═══ Excerpt
Alonso was running in the seventh place that he started in when Mick Schumacher’s shunt red flagged the race and set up a 33-lap ‘sprint race’ until the chequered flag.
The field was split by those opting for new mediums and those electing for used hard tyres.
Alonso went for mediums but unlike fellow medium runners such as race leader Sergio Perez and Lewis Hamilton behind him, he decided to deliberately slow his pace to preserve his Pirelli rubber.
“We put the medium tyre on, but our life estimation was shorter than 33 [laps],” Alonso explained after the race.
“So, we didn’t know if we could finish the race, I managed a lot the tyres for 15 laps.”
Alonso’s management of his tyres led to lap times over three – some laps as much as four – seconds slower than Perez’s.
══════
═══ Items
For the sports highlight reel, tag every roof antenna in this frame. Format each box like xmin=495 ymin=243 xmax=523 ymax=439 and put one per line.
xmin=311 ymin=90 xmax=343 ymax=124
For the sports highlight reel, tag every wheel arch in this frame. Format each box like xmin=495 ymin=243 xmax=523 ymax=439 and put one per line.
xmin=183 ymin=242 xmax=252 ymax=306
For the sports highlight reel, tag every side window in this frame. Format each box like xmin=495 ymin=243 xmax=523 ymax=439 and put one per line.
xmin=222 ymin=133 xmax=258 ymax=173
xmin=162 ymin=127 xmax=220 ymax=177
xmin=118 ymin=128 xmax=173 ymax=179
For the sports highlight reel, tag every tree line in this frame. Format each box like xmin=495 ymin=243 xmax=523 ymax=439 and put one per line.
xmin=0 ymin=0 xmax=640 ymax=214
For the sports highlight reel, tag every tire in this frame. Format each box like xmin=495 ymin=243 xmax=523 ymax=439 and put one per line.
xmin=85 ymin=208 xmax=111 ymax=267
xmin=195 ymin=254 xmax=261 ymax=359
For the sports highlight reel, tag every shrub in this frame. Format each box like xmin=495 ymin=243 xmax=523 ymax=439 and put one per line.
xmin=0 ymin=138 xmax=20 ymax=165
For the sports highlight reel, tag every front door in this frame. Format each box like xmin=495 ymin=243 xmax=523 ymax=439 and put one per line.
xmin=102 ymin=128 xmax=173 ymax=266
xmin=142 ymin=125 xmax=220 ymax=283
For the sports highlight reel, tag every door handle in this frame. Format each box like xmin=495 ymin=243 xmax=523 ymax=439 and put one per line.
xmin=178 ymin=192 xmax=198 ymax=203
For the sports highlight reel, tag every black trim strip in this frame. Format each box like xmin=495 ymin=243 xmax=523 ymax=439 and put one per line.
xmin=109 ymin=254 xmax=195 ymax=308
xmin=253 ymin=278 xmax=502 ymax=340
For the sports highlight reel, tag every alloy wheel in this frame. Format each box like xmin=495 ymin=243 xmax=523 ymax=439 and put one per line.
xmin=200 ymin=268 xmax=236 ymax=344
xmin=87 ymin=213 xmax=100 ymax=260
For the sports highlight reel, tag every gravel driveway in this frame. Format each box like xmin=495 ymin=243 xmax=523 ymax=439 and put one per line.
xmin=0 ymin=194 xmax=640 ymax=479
══════
* Requests:
1. Copy the part of the excerpt on Alonso's tire management that begins at "Alonso went for" and stops after "his Pirelli rubber.", swapping "Pirelli" for "Michelin".
2. According to the excerpt on Alonso's tire management, how many laps did the "sprint race" after the red flag last?

* Expected outputs:
1.
Alonso went for mediums but unlike fellow medium runners such as race leader Sergio Perez and Lewis Hamilton behind him, he decided to deliberately slow his pace to preserve his Michelin rubber.

2. 33 laps.